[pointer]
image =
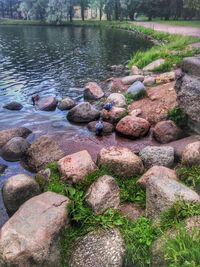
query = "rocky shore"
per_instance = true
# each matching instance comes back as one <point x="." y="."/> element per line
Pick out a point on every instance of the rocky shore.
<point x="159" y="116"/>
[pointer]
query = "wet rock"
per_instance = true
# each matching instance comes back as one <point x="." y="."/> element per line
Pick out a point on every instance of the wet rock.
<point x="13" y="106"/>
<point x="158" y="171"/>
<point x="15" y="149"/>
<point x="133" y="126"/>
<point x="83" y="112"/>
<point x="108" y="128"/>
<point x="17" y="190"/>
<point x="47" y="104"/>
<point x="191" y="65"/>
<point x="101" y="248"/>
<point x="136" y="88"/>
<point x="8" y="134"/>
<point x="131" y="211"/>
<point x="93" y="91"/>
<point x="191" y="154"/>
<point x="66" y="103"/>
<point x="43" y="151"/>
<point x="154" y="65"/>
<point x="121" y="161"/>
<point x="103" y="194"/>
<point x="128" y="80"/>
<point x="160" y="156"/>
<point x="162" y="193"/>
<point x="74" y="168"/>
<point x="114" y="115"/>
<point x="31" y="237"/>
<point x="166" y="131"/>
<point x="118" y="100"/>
────────────────────────────────────────
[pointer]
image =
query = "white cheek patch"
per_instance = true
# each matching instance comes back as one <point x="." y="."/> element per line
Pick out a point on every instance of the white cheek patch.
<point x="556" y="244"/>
────────────────────────────────────────
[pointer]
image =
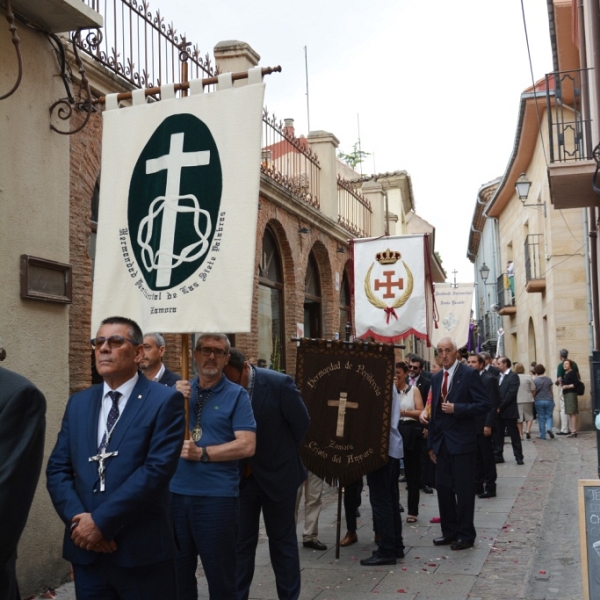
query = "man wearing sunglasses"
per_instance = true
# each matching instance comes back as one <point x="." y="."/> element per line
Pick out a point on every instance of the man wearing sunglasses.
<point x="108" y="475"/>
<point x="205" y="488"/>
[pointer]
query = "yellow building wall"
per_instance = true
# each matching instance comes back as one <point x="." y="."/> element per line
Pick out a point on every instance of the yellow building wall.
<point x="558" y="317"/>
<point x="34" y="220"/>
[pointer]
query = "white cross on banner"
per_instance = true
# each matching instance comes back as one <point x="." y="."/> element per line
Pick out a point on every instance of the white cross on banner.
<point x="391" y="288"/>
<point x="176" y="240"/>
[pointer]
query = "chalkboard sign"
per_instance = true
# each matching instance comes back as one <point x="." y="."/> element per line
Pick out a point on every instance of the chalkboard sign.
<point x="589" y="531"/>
────────────────────────────────────────
→ YOUR GOAL: Count how many lines above contain the word "wall". Reply with the number only.

→ TASK ANSWER: 2